**Set tasks:**
**1)** Write down the part of the forum thread starting at "Well your code" and ending at "can only guess.".
**2)** For each statement, say yes or no to whether the forum thread agrees with it, and quote the words of the thread that settle it. (a) The issue of changing peaks was resolved. (b) The suggested range for the fit function starts at 1. (c) The advice is to multiply the gaussian and the exponential.

Well your code does not explain the fluctuations. I would say it is not really important because they are most probably covered by the statistical errors, but it’s definitly still a strange behavior. Maybe there is a bug in the sorting algorithem for the particles vector, but I can only guess.

Debajyoti_Sengupta · September 21, 2018, 8:26am

I am using a function called compare_trans for the sorting. It’s defined as follows

bool compare_trans(particles particle1, particles particle2){
    return particle1.getPt() > particle2.getPt();
   }

Wile_E_Coyote · September 23, 2018, 10:53am

Try with:

TLorentzVector v2; if (nEle > 1) v2.SetXYZT(electrons[1].getPx(),electrons[1].getPy(),electrons[1].getPz(),electrons[1].getE());

Also, you could “improve” something else a bit:

bool compare_trans(const particles &particle1, const particles &particle2) {

BTW. Looking at the plot in your first post here, it seems to me that you should define the range of your “fit” function from about 30 (instead of 1) to 150. Moreover, it seems to me that you should add the “gaussian” and the “exponential”, not multiply them. Also, do remember to use the “R” fitting option (otherwise the range of your “fit” function will not be taken in to account): h1.Fit("fit", "R");

You may also try something like this:

TF1 fit("fit", "[0]*exp(-0.5*pow((x-[1])/[2],2)) + [3]*exp(-[4]*x)", 0., 1000.);
fit.SetNpx(10000);
fit.SetParNames("amp_gauss", "Mean_Gaus", "sigma_Gaus", "amp_exp", "exp_arg");
fit.SetParameters(110.0, 90.0, 10.0, 220.0, 0.01);
// fit.Draw();

h1.Fit("fit", "", "", 30., 150.);

Debajyoti_Sengupta · September 23, 2018, 3:31pm

Hello @Wile_E_Coyote,

The issue of changing peaks has been resolved.

(Point labeling rows)
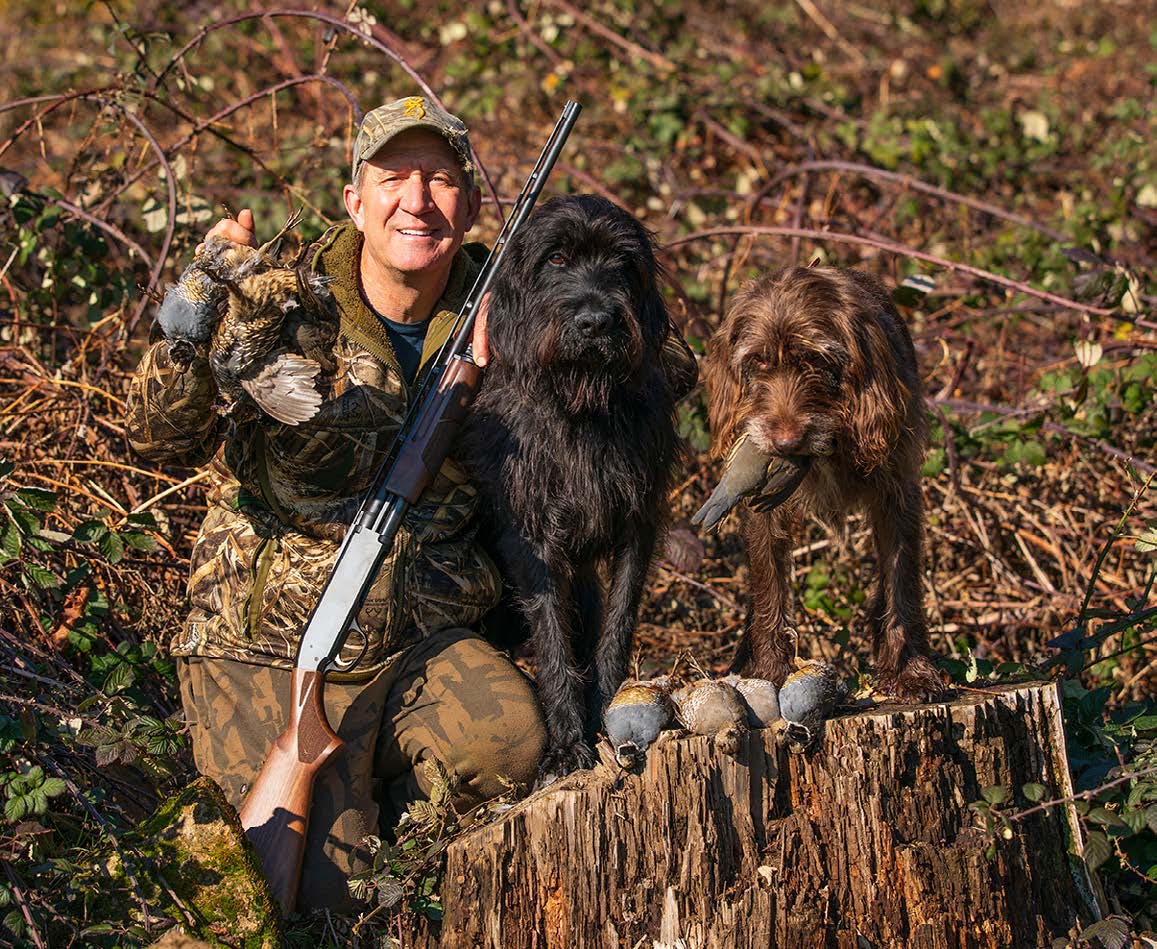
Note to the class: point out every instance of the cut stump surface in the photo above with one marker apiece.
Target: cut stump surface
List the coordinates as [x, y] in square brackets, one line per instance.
[867, 840]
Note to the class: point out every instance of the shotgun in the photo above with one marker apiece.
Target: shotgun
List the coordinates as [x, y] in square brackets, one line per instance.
[275, 814]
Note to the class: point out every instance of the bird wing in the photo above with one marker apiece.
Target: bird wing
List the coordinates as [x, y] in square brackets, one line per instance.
[284, 388]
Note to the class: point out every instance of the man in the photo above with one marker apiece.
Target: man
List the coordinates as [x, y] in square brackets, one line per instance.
[280, 501]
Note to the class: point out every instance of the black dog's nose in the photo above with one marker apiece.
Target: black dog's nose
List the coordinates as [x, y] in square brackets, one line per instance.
[594, 322]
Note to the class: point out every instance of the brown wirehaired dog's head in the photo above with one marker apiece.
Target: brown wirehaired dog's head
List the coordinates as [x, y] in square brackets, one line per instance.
[816, 365]
[815, 361]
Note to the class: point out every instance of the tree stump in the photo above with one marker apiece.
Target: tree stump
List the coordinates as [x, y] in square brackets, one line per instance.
[867, 840]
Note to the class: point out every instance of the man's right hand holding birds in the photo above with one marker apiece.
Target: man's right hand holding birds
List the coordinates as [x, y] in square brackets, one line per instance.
[240, 230]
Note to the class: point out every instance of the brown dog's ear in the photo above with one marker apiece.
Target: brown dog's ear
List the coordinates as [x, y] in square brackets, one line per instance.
[724, 388]
[877, 398]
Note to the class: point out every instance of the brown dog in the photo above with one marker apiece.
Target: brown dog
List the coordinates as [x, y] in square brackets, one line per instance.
[815, 366]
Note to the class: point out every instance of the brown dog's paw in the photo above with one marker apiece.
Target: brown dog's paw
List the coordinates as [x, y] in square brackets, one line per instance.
[918, 681]
[560, 762]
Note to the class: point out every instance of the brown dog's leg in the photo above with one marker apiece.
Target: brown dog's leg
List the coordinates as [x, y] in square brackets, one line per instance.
[896, 610]
[768, 640]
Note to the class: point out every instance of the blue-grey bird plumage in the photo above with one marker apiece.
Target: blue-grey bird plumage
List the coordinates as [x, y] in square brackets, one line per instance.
[270, 328]
[807, 699]
[635, 716]
[766, 480]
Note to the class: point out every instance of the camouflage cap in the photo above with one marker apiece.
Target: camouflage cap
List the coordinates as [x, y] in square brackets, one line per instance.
[388, 120]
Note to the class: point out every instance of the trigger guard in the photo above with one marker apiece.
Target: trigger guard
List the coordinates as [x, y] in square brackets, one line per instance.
[345, 664]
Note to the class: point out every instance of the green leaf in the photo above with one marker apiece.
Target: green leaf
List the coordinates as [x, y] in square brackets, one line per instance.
[54, 786]
[995, 795]
[15, 808]
[89, 531]
[139, 541]
[9, 542]
[112, 547]
[1097, 850]
[155, 215]
[122, 676]
[1034, 792]
[41, 576]
[37, 498]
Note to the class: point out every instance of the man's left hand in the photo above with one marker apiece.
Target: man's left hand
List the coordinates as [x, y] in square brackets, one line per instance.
[479, 343]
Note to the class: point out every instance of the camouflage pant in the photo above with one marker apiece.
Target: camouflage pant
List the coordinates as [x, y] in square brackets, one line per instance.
[451, 697]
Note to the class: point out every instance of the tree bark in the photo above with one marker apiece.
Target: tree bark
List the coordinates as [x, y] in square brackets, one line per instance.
[867, 840]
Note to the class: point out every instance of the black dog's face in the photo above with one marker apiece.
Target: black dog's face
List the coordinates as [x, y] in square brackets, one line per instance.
[577, 293]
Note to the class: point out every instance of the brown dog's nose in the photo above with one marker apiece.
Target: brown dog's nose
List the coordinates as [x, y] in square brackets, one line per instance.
[787, 440]
[592, 322]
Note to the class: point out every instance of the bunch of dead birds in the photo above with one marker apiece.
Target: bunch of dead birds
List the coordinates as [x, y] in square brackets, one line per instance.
[722, 708]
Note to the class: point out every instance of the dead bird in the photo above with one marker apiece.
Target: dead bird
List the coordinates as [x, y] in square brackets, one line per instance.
[808, 697]
[635, 716]
[765, 479]
[270, 325]
[714, 708]
[275, 338]
[193, 306]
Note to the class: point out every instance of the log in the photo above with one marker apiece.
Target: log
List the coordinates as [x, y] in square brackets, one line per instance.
[866, 840]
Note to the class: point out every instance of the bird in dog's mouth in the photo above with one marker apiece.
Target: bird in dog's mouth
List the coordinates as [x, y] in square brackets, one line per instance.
[765, 479]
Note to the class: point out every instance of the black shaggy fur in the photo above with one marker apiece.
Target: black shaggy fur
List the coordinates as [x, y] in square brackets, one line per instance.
[572, 443]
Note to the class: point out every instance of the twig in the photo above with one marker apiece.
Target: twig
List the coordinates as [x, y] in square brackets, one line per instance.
[1084, 795]
[916, 184]
[832, 34]
[107, 828]
[692, 582]
[531, 35]
[337, 23]
[903, 250]
[23, 905]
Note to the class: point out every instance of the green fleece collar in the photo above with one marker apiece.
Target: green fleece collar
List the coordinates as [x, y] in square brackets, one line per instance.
[339, 255]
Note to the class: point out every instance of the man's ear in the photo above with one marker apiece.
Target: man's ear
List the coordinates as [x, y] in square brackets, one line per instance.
[474, 206]
[353, 205]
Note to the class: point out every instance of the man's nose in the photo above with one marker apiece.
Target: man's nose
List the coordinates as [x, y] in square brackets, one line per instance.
[415, 195]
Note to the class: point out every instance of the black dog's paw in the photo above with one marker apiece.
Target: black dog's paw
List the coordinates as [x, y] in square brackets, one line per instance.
[560, 762]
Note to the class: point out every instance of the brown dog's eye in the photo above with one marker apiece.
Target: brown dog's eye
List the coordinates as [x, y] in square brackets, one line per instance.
[753, 365]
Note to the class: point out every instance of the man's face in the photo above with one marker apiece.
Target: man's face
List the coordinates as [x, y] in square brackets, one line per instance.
[414, 205]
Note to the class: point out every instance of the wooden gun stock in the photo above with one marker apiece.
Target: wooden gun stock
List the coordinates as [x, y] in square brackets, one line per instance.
[275, 815]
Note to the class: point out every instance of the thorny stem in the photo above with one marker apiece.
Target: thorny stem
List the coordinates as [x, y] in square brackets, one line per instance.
[107, 828]
[1084, 795]
[23, 905]
[1082, 616]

**Solutions by task:**
**1)**
Well your code does not explain the fluctuations. I would say it is not really important because they are most probably covered by the statistical errors, but it’s definitly still a strange behavior. Maybe there is a bug in the sorting algorithem for the particles vector, but I can only guess.

**2)**
(a) Yes: "The issue of changing peaks has been resolved."
(b) No: "you should define the range of your “fit” function from about 30 (instead of 1) to 150"
(c) No: "you should add the “gaussian” and the “exponential”, not multiply them"